WRITTEN TASK: Rewrite the data below, switching every "Target" to "Label" and keeping everything else the same. Leave the pictures out of your answer.

STORED DATA:

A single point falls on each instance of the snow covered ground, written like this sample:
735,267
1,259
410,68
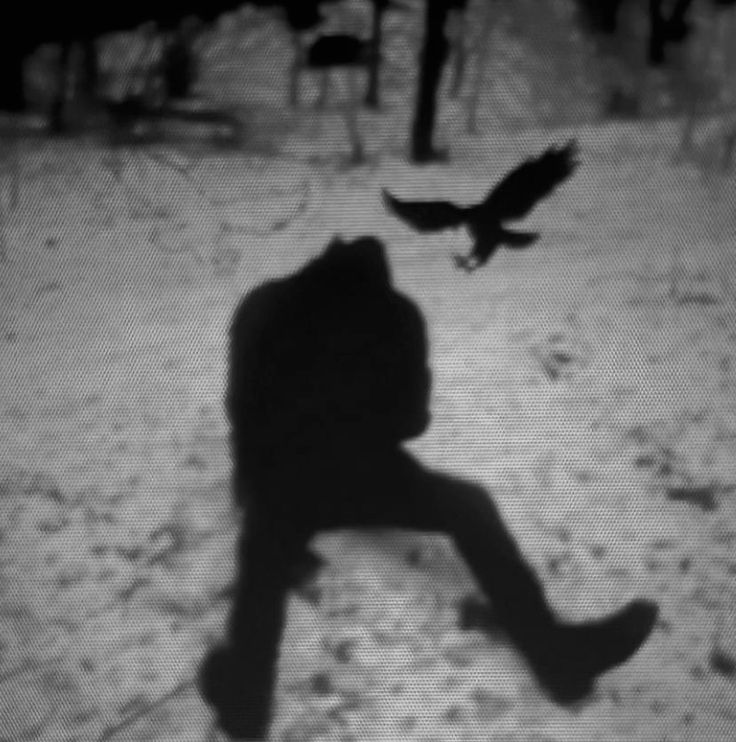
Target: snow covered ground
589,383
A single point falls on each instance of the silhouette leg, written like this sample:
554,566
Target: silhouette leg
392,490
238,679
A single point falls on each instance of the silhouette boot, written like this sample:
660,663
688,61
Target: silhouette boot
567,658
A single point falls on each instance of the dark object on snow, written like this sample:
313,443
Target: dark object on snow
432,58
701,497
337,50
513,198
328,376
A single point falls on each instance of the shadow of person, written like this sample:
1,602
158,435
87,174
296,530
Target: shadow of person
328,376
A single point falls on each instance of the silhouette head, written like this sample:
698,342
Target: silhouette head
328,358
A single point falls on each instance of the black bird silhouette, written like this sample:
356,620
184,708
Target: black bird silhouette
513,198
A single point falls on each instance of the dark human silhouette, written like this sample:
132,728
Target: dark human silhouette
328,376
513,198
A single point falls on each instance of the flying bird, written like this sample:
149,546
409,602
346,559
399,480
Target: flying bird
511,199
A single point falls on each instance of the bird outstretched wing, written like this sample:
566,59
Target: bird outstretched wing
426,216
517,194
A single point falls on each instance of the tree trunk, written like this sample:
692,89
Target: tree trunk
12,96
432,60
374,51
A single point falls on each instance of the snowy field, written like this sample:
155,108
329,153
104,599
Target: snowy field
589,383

ANSWER TO THIS EXERCISE:
A single point falls on each instance of the snow covered ground, written like this sample:
735,267
1,259
410,68
Label: snow covered ground
589,383
A single point falls on each instance of the silhouette leg, written like this sample:
554,566
Label: silhouette leg
392,490
238,679
A single point falls on each instance of the silhouette boot, written like this sample:
660,663
688,61
Label: silhouette boot
567,658
A single point falls on each instance of the dark object on snow, written like this sample:
313,443
Label: dark object on snow
432,58
701,497
337,50
513,198
328,376
A single point falls on each instance of the shadow of person, written like this sample:
1,602
158,435
87,174
296,530
Label: shadow of person
328,376
A single point falls on each instance of the silhouette head, written like this sample:
698,342
Label: silhouette head
328,358
A single point falls on each instance of the black bird silhouette, written like this sample:
356,620
184,708
Label: black bird silhouette
513,198
A single point falls on each instance of the dark human silhouette, written like this sample:
132,728
Label: dark human silhouette
328,376
513,198
A single point falls on each instance of the flying bird, written like this sample:
149,546
409,602
346,559
399,480
Label: flying bird
511,199
A single point falls on each instance of the bird outstretched wing, written like this sample:
566,59
Label: bird outstretched wing
426,216
517,194
A single point falls on each instance of the tree trunk, written like this sample:
692,89
Label: tree trunk
12,96
432,60
374,51
A single point falls on each instance of the snowy field, written like this sample:
155,108
329,153
104,599
Label: snowy field
589,383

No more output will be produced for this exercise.